SET EXERCISE: An exact copy of all the data is required, with pictures left out.

INPUT RECORDS:
=======
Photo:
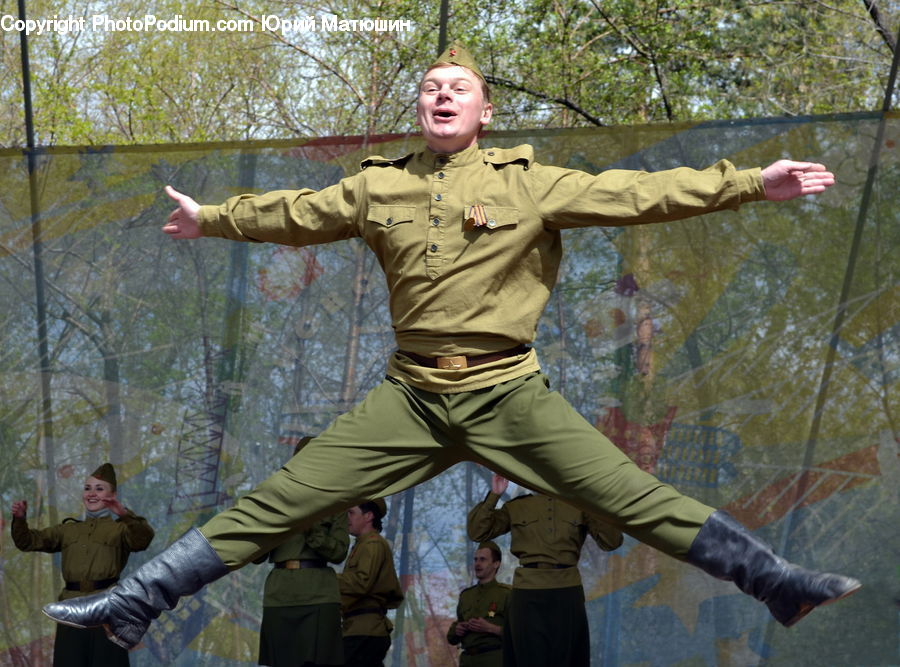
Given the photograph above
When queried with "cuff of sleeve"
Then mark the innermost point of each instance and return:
(208, 219)
(750, 185)
(491, 499)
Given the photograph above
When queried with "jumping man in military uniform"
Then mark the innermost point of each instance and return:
(470, 243)
(301, 623)
(481, 612)
(369, 587)
(94, 552)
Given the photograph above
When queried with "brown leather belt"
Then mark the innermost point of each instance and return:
(547, 566)
(90, 586)
(381, 611)
(301, 564)
(461, 361)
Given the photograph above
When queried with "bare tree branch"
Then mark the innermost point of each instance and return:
(505, 83)
(872, 9)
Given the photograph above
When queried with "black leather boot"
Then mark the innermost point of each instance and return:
(727, 550)
(127, 609)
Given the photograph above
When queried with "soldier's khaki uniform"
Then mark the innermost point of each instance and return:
(301, 621)
(546, 621)
(487, 601)
(93, 554)
(462, 290)
(369, 587)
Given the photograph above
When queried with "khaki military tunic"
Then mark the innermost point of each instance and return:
(327, 540)
(459, 288)
(93, 554)
(459, 291)
(487, 601)
(301, 621)
(545, 532)
(369, 587)
(92, 550)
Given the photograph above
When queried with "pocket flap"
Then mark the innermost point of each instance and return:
(389, 215)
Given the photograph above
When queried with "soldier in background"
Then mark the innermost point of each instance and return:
(301, 623)
(545, 623)
(369, 587)
(481, 612)
(94, 551)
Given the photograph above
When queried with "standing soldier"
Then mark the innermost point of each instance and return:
(301, 624)
(481, 612)
(369, 587)
(470, 242)
(94, 552)
(546, 622)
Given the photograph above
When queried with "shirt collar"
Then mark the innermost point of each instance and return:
(444, 160)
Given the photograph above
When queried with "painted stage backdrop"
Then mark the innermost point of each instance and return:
(750, 358)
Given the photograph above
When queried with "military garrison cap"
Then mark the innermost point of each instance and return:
(381, 505)
(107, 474)
(457, 54)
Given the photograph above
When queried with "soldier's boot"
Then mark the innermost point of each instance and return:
(727, 550)
(125, 610)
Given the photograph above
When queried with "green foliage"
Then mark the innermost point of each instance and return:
(553, 63)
=======
COMPLETED TASK:
Photo:
Given the photograph above
When queried with "cuff of sleeve"
Then mark the innermost point of each instance and return:
(208, 219)
(750, 185)
(491, 499)
Given the photograph above
When queried with "jumping man in military uniform"
Then mark the innermost point of each instance and return:
(470, 243)
(301, 623)
(481, 612)
(369, 587)
(94, 552)
Given the photograph above
When queried with "brown leather belt"
Then mark the innermost point of each instance and return:
(547, 566)
(90, 586)
(381, 611)
(301, 564)
(461, 361)
Given the photograph above
When queried with "bare tree branch"
Then mark the innermost point of each instance and return:
(505, 83)
(872, 9)
Given the photograph above
When queried with "black leather boot"
Then mark the innermost point of each instance and return:
(727, 550)
(127, 609)
Given the photograph above
When queried with "soldier's khaki uniform"
Then mark the innermost point of each instance and return:
(301, 621)
(546, 621)
(487, 601)
(93, 554)
(462, 290)
(369, 587)
Given the photograph above
When queried with "khaki military tunic"
Then mark the innermost point of each instance and return:
(327, 540)
(459, 288)
(93, 554)
(459, 291)
(487, 601)
(301, 621)
(545, 532)
(369, 587)
(92, 550)
Given the photograph above
When queried with "pocket flap"
Then mark the innermost point of each instance and return:
(389, 215)
Given the photograph above
When queried with "soldier in background"
Then mark the innermost point of each instance and return:
(301, 623)
(545, 623)
(369, 587)
(481, 612)
(94, 551)
Given the photograph above
When queried with "standing soldier"
Then mark the innermost point of each instance and return:
(301, 624)
(481, 612)
(369, 587)
(470, 242)
(94, 552)
(546, 622)
Given the photograph above
When queried with "shirt collar"
Then mark the innermost point of each instance and return:
(444, 160)
Given the photograph above
When queried with "painted stage backdrop"
Then mark the innermost point of each instance and return:
(750, 358)
Given the photograph above
When queried with "military garrison cap"
Then mark the innermost point of each instance and return:
(381, 505)
(107, 474)
(457, 54)
Given the photograph above
When queried with "soldier's boot"
Then mark the innermost point of each instance and return:
(727, 550)
(125, 610)
Given the photograph above
When queried with "green foliage"
Then mark the innermost point of each instance and return:
(553, 63)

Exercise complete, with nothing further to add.